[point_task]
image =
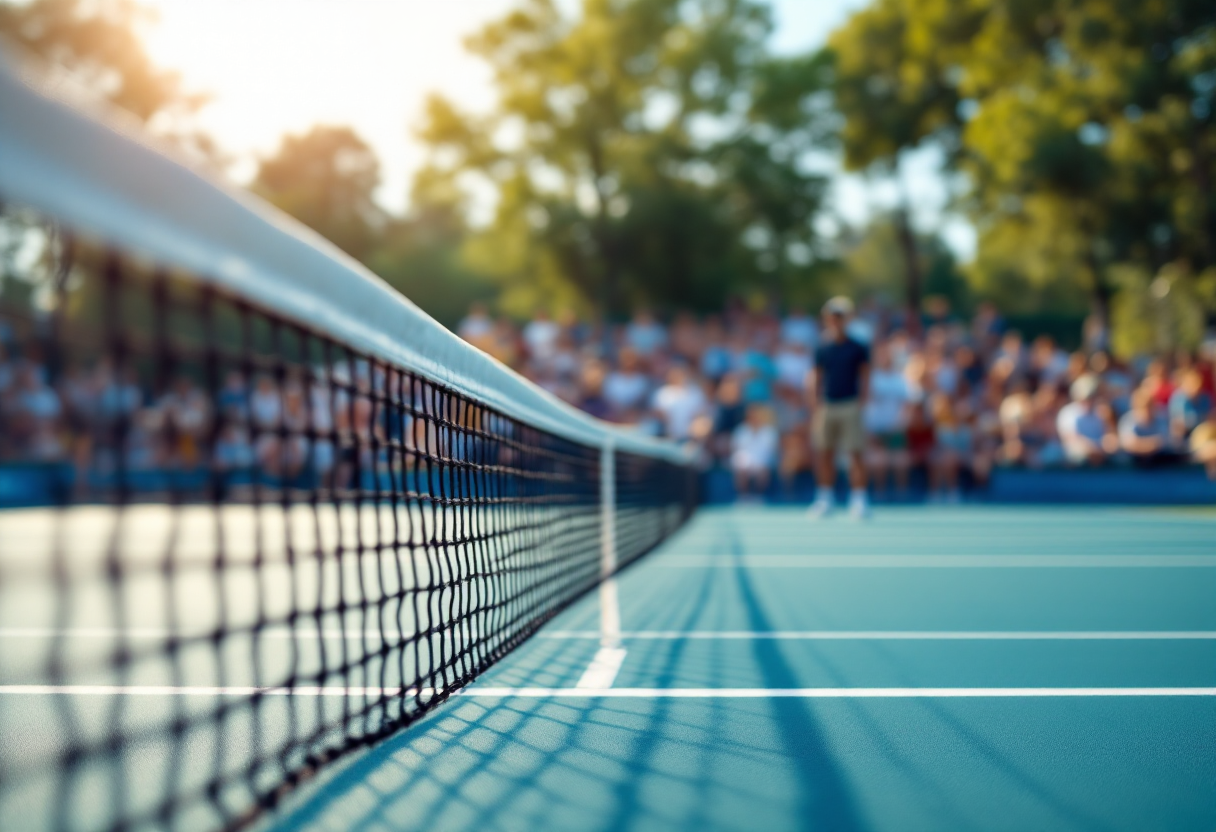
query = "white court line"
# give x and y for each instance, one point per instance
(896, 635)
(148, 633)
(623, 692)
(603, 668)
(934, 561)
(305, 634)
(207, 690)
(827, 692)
• • •
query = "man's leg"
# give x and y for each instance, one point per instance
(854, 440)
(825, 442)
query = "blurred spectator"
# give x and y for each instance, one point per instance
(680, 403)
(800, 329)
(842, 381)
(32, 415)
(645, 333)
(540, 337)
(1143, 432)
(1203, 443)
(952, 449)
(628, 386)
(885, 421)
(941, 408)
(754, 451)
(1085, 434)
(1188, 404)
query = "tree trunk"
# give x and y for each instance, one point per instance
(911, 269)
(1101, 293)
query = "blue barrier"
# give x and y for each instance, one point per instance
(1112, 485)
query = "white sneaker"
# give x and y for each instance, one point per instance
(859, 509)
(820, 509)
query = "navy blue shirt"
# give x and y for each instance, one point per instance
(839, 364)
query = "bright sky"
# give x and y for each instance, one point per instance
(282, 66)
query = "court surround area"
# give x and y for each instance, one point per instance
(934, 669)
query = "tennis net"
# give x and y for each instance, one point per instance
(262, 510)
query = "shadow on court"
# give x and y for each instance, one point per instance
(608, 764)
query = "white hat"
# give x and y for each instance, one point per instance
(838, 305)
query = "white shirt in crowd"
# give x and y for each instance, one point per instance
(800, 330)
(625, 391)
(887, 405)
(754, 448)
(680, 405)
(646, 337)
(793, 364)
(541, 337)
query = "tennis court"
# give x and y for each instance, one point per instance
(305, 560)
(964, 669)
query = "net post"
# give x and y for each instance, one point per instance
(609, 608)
• • •
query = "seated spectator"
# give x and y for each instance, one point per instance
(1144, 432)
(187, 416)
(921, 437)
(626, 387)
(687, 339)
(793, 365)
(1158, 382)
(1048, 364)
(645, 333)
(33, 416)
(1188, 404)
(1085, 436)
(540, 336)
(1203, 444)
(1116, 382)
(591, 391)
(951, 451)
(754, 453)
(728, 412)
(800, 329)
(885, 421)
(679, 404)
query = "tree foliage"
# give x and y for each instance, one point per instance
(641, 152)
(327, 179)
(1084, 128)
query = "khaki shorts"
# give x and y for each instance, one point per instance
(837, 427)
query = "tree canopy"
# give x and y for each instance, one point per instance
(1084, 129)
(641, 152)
• • •
## Opdrachtomschrijving
Welke regels in de gegevens hierboven bevatten het woord "shirt"? Haal ze eruit en neem ze ongewijzigd over.

## Uitvoer opdracht
query = "navy blue shirt"
query = "white shirt in crowd"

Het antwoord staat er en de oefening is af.